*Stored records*

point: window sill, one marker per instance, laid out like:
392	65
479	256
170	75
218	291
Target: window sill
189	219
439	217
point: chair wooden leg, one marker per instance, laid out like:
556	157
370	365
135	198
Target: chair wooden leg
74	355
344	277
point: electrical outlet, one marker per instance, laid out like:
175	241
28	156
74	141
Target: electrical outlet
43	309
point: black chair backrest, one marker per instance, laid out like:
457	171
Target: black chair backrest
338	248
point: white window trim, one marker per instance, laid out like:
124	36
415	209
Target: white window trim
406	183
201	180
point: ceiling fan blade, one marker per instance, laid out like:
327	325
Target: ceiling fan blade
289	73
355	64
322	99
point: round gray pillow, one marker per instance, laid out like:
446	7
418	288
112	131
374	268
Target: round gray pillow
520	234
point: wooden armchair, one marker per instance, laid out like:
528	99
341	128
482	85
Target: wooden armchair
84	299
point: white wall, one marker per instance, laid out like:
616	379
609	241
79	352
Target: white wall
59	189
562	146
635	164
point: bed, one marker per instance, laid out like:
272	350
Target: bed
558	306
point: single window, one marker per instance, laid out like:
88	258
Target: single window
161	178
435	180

*Task objective*
Write the data out again. Match it word for word.

*Result for this task*
point: window sill, one marker per instance, laid out like:
392	65
479	256
170	75
218	291
Target: window sill
189	219
439	217
point: chair wooden leg, one marker per instance, laid out like:
556	157
370	365
135	198
Target: chair wooden leg
74	355
344	277
point: electrical outlet, one marker per instance, laid out like:
175	241
28	156
74	141
Target: electrical outlet
43	309
point: black chair backrest, one marker per instance, laid out like:
457	171
Target: black chair backrest
338	248
point: white window trim, one marker per instance, laid out like:
124	36
415	209
Target: white window trim
406	183
201	180
point: ceiling fan blade, one marker per instance, laid out like:
327	325
Target: ceiling fan blade
289	73
355	64
322	99
point: round gray pillow, one marker per instance, laid out like:
446	7
418	288
112	131
374	268
Target: round gray pillow
520	234
point: wooden armchair, one marker per instance, laid out like:
528	99
341	128
482	85
Target: wooden armchair
84	299
point: white wall, one marker per instance, laid out like:
616	379
609	241
79	352
Target: white wall
59	189
562	146
635	164
point: bed, one marker per instance, laid out like:
272	350
Target: bed
558	306
point: single window, one marker per instance, laid out like:
88	258
Target: single window
161	178
435	180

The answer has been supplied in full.